W RK PACKAGE 5
Project summary: The manual labelling and classification of benthic imagery is a laborious and subjective process that currently acts as a bottleneck in the benthic habitat mapping workflow. As part of BEcoME Work Package 5, a deep convolutional neural network is being developed to assist in the automated labelling of benthic habitat imagery. Achieving a generalizable model requires a large amount of training data in the form of labelled benthic habitat images. We are compiling a large dataset from existing labelled imagery through collaboration with multiple partners to meet this requirement. At the end of the project, the dataset, model, and outputs will be shared openly.

__CHALLENGES__
A) Pick out every row below that contains the word "shadow", and copy each of those rows in full.
B) Resume the project summary on automated labelling of benthic habitat imagery, writing on from its final sentence.

__ENTRIES SUPPLIED__

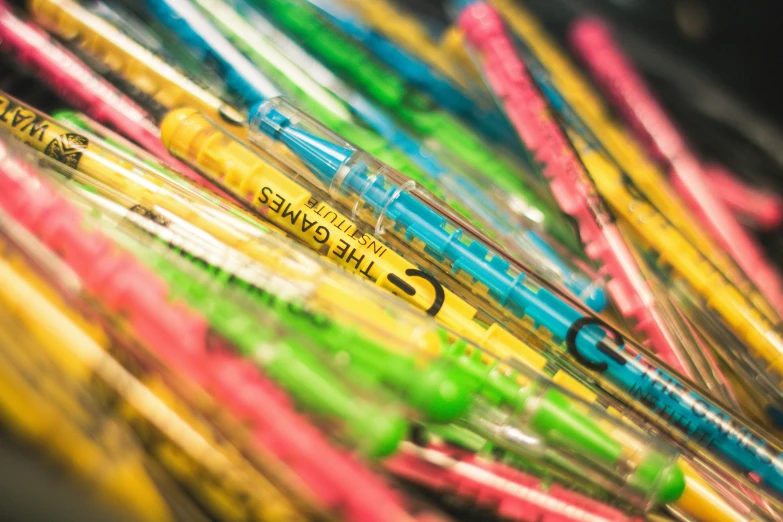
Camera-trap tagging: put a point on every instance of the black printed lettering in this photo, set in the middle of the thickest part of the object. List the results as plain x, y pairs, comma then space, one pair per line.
263, 198
276, 203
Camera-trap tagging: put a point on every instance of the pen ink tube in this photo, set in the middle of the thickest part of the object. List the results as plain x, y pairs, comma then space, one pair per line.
411, 107
424, 384
493, 383
606, 354
404, 374
464, 195
191, 137
180, 338
270, 172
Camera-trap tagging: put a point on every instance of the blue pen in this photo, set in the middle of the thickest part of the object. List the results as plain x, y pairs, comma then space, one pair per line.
423, 76
205, 40
378, 193
241, 74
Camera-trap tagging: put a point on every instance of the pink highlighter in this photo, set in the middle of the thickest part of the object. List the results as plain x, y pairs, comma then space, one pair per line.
181, 338
509, 80
753, 206
508, 492
624, 86
83, 88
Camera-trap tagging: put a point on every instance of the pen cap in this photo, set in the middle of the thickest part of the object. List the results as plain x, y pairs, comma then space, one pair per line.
382, 198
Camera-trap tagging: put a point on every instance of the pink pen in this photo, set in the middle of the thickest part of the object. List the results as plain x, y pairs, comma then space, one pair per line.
510, 493
76, 83
182, 338
762, 209
511, 83
593, 41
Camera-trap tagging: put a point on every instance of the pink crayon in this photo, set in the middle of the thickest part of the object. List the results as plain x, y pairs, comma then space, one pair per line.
510, 493
593, 42
762, 209
181, 338
529, 113
80, 86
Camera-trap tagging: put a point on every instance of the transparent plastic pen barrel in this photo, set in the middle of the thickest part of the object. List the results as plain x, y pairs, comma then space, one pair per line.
191, 137
469, 196
437, 403
628, 154
593, 41
609, 355
138, 390
515, 409
58, 413
338, 481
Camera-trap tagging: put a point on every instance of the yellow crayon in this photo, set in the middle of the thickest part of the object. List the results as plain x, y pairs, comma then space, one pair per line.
143, 190
185, 444
675, 250
624, 150
289, 206
132, 61
43, 400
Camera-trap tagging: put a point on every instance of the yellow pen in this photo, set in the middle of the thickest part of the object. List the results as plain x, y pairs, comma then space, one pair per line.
192, 137
623, 149
42, 402
761, 336
185, 210
133, 62
140, 391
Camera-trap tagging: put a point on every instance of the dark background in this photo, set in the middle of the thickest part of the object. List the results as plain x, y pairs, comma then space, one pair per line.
715, 64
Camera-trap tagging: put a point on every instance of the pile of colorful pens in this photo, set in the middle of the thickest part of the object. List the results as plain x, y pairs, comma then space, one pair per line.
320, 259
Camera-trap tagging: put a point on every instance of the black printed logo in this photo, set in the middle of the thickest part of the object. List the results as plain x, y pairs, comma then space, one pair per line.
67, 149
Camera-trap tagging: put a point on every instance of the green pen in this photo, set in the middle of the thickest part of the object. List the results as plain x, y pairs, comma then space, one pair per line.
506, 408
417, 111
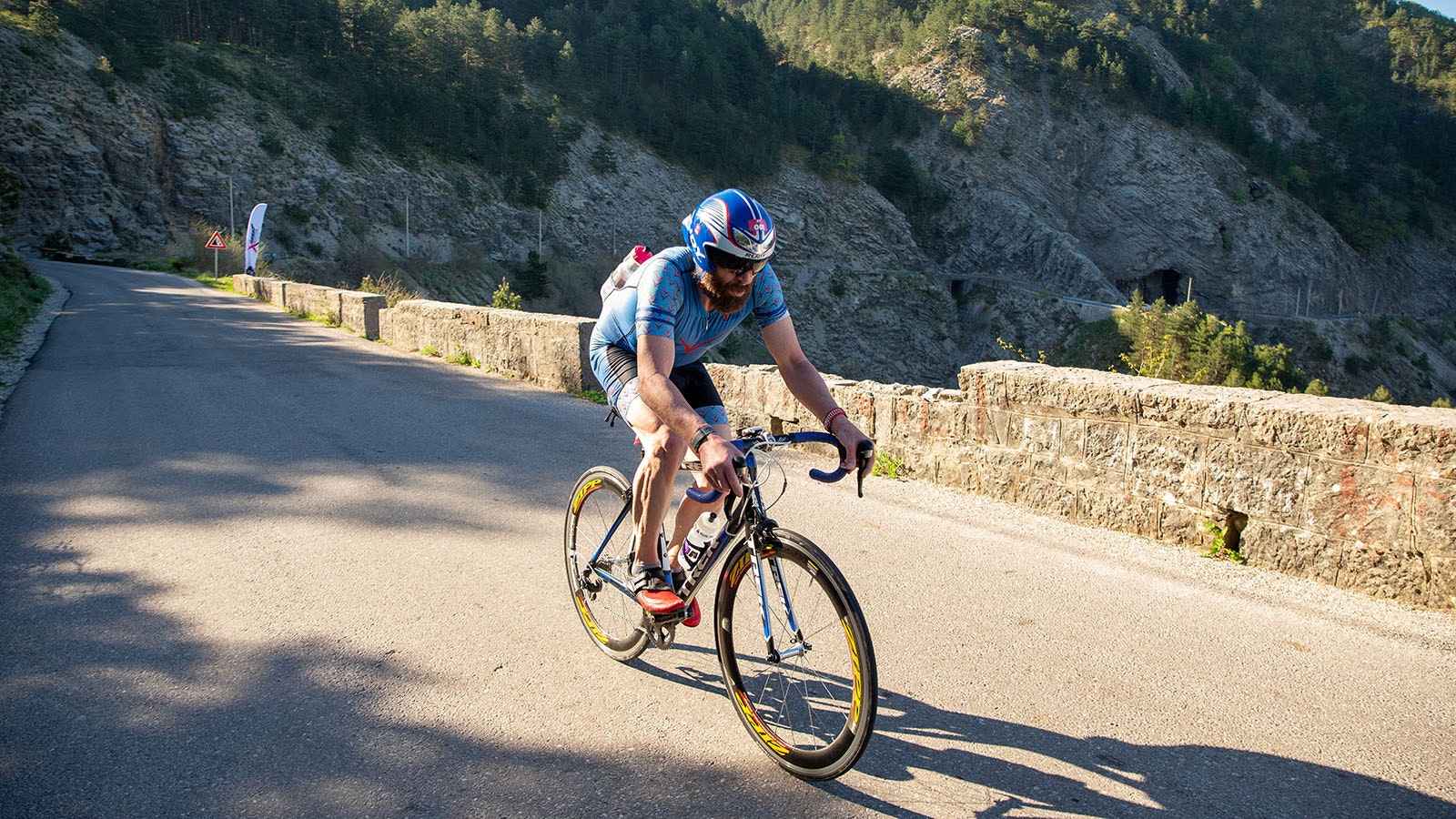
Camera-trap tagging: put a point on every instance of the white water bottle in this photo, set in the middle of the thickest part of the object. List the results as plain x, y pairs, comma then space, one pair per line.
701, 538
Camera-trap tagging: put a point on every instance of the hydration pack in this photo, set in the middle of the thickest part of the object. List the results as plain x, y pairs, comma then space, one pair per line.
630, 264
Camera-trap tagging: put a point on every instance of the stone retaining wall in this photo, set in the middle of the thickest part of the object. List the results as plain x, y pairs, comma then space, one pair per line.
536, 347
541, 349
346, 308
1351, 493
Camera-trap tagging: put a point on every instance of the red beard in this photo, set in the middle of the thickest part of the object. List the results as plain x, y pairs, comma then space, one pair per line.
718, 296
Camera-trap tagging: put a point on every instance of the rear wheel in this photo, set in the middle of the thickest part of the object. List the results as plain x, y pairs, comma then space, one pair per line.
810, 697
599, 548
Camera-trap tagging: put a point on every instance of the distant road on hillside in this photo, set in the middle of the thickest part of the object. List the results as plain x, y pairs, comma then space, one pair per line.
257, 567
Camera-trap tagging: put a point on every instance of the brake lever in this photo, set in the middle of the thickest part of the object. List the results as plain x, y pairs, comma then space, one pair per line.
864, 460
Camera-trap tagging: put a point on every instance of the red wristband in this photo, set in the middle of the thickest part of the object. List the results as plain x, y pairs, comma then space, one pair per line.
829, 419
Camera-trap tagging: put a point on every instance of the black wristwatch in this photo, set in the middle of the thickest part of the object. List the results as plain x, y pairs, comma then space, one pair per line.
701, 436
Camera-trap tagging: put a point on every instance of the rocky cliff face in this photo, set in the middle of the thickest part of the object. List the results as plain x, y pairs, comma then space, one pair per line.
1065, 193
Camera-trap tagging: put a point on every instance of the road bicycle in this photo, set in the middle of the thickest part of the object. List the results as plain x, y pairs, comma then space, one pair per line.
793, 642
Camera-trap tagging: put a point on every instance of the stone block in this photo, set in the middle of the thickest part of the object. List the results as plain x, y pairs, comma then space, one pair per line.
1213, 411
1168, 465
1359, 503
1310, 424
1267, 484
1107, 457
1069, 390
1421, 439
271, 290
1052, 497
1385, 570
1434, 516
1293, 551
1183, 525
1120, 511
1441, 589
361, 312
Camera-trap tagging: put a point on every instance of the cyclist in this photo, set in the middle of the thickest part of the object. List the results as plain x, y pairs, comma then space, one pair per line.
647, 351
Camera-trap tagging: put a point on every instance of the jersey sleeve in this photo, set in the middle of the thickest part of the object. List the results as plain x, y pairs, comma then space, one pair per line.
660, 298
768, 298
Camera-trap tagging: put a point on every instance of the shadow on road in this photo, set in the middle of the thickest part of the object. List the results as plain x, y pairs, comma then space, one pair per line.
1024, 770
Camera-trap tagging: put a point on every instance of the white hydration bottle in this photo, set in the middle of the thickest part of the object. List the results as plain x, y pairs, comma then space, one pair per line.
701, 540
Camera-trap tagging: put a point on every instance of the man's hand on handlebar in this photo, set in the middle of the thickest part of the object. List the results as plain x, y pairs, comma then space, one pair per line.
859, 450
717, 457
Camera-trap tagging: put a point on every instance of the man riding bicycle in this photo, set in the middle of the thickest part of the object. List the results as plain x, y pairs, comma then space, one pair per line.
647, 351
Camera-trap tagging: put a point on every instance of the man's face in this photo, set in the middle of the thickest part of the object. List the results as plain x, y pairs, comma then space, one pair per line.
728, 288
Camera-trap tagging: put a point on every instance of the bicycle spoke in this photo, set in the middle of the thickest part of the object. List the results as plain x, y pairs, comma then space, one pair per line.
812, 702
599, 535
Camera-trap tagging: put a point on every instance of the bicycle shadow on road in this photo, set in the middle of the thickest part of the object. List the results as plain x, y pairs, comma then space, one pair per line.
1018, 768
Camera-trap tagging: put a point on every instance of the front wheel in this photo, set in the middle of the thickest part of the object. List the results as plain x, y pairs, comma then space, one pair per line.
599, 552
804, 683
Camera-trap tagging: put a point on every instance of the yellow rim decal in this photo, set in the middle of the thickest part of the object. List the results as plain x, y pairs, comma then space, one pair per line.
854, 656
586, 618
759, 727
581, 494
735, 573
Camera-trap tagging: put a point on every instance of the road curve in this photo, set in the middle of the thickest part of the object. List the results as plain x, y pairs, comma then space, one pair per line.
257, 567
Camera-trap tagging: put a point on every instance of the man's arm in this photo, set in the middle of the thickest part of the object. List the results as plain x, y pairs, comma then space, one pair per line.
808, 387
655, 354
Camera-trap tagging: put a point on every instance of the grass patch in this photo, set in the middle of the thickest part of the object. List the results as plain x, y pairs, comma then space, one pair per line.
888, 467
21, 298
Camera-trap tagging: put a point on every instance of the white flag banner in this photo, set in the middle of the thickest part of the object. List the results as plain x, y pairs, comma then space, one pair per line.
255, 230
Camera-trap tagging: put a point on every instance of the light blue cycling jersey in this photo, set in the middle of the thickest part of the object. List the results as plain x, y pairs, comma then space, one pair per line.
662, 298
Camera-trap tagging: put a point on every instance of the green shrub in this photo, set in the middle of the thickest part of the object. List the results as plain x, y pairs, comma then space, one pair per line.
502, 298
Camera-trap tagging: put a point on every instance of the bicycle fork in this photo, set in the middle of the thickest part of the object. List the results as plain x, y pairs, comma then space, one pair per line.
764, 557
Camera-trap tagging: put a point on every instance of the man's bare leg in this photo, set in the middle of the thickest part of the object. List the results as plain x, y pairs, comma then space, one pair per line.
688, 511
662, 452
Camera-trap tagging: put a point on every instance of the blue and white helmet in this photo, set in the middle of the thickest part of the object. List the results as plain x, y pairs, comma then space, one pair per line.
733, 222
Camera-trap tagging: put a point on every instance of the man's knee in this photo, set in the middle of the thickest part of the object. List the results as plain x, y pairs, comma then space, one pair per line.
662, 445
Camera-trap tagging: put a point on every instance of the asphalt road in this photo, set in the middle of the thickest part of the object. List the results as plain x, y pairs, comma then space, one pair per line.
257, 567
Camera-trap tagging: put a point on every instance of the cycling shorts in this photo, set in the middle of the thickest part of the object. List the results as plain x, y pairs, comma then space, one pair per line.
616, 370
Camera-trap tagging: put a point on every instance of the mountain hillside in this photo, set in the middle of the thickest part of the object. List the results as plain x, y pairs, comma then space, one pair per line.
944, 174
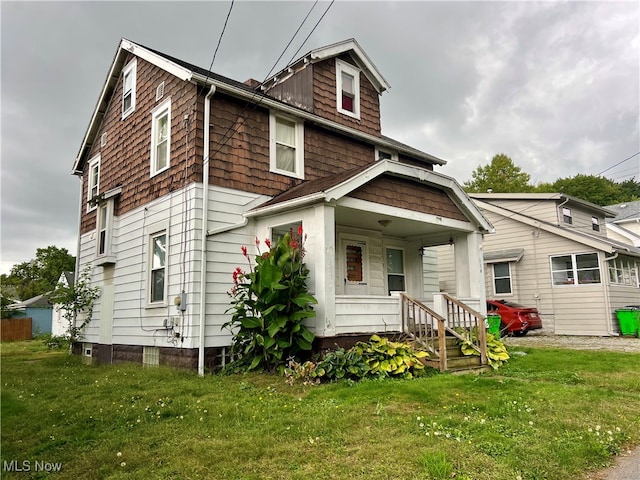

__RESPONSES TO THE EXERCISE__
A)
Camera-trap tagging: put a point on every instance of the shadow on road in this photo, set in the middle of the thickest part of the object. List the results as plain x, y pairs, comma then space, one pair per line.
Camera-trap tagging: put a point on every instance of the bicycle shadow on road in this photo, set in the middle of the thickest part of the object. List the results as plain x, y pairs, comma then space, one pair per line.

B)
Data description and approach: The project and dataset are sub-divided into two main components. First, A deep convolutional neural network will be trained on a large volume of unlabeled benthic habitat imagery in order to learn an embedding space to use for transfer learning and for clustering images of similar habitat. The final structure of this dataset will be a collection of seabed images, on the order of 1x10^6, and a single .csv containing the image names and geographic locations/weights. Second, the pre-trained model from the first stage will be transferred to supervised classification tasks. The capacity of the model for transfer learning will be evaluated for both highly specific classification tasks using bespoke classification schemes, and more general tasks using established/transferable schemes (e.g., CATAMI). The data structure for this phase will be sub-collections of seabed images from the first (unsupervised) phase of the project, with .csv files describing the image name, geographic location/weight, and benthic habitat label. Dataset sub-collections will correspond to specific study sites, applications, and thematic levels of classification in order to evaluate the capacity of the model for various classification tasks that are commonly encountered in the benthic habitat mapping literature.
Project status: Image data collection and formatting.
Current data statistics: Image data are currently being compiled. The current dataset characteristics are listed below.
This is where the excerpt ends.